**EXERCISE DESCRIPTION:**
Which lines in the records below contain the word "rear"? Collect each of them and copy it out in full.

**INFORMATION PROVIDED:**

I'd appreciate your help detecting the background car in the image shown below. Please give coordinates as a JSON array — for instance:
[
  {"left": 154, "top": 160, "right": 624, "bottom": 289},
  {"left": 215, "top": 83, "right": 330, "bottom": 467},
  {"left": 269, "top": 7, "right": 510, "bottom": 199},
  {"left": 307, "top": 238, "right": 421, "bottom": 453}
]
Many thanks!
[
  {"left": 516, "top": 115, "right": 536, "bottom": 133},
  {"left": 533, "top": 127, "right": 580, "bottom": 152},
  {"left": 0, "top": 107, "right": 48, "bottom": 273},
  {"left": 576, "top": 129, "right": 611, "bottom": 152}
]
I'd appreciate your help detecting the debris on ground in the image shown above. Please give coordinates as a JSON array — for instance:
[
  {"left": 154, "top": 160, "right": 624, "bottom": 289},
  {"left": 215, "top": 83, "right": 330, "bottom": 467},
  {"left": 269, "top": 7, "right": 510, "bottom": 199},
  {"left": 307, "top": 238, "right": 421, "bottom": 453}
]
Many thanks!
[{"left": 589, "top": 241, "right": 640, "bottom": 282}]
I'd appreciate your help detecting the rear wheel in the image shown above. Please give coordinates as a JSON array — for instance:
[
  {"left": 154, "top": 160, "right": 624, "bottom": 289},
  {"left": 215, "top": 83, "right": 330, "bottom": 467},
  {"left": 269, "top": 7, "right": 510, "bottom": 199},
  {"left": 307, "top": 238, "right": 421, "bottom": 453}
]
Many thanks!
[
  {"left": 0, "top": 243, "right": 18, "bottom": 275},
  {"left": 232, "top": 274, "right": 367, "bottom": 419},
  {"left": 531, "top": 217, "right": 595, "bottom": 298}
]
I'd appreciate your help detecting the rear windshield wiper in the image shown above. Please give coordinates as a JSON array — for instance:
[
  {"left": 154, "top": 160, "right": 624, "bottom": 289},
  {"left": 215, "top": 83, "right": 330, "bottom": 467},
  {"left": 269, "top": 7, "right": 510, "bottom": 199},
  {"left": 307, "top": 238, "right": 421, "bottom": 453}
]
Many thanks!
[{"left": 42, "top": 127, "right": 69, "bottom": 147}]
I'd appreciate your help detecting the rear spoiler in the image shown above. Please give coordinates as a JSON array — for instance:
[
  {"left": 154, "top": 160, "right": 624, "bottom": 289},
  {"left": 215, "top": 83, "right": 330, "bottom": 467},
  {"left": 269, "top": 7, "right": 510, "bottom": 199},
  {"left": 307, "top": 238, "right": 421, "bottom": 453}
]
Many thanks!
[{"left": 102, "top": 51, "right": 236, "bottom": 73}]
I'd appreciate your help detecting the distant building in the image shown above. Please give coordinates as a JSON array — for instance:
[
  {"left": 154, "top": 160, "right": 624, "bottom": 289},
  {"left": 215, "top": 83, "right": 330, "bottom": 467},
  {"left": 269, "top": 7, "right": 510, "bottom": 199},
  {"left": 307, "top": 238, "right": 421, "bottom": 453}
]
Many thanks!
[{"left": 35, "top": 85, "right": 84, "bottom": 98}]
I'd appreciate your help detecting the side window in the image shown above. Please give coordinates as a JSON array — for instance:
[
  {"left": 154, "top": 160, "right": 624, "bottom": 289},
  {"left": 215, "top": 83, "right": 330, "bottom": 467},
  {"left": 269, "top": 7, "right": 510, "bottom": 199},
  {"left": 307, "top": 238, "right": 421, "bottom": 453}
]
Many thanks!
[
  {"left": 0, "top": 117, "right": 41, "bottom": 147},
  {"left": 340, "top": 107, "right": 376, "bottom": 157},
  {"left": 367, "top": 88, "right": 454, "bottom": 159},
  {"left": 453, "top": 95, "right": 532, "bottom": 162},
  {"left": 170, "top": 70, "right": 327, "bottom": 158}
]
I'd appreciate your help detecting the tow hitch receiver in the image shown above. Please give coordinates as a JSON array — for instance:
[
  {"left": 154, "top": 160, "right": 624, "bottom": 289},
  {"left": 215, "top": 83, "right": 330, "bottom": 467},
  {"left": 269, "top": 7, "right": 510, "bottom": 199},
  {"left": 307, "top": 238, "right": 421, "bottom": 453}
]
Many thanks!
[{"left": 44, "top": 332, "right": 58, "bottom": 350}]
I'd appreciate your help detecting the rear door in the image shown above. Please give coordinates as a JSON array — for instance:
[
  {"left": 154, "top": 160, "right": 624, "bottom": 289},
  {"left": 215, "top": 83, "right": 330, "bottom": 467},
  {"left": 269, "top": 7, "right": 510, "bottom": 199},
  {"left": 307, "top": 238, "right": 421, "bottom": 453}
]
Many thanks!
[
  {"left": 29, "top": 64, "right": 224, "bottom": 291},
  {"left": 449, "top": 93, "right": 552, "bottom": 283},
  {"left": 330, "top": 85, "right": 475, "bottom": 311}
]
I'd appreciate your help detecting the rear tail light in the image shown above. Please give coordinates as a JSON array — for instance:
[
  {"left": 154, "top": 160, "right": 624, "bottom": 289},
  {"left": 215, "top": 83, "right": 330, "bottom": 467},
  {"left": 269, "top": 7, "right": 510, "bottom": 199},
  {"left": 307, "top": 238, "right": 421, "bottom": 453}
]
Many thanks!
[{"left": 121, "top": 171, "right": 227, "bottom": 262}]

**FULL RESPONSE:**
I'd appreciate your help detecting the rear wheel in the image shown above. Please give coordinates as a JSON array — for instance:
I'd appreciate your help detecting the rear windshield wiper in the image shown above. Please give coordinates as a JSON array — for instance:
I'd appreciate your help detecting the rear spoiler in the image shown above. Please give coordinates as a JSON array — for instance:
I'd appreciate your help detecting the rear door in the image shown above. Please give coordinates as a JSON array — for instance:
I'd appreciate your help detecting the rear tail light in the image shown above. Please give coordinates as a JSON array — for instance:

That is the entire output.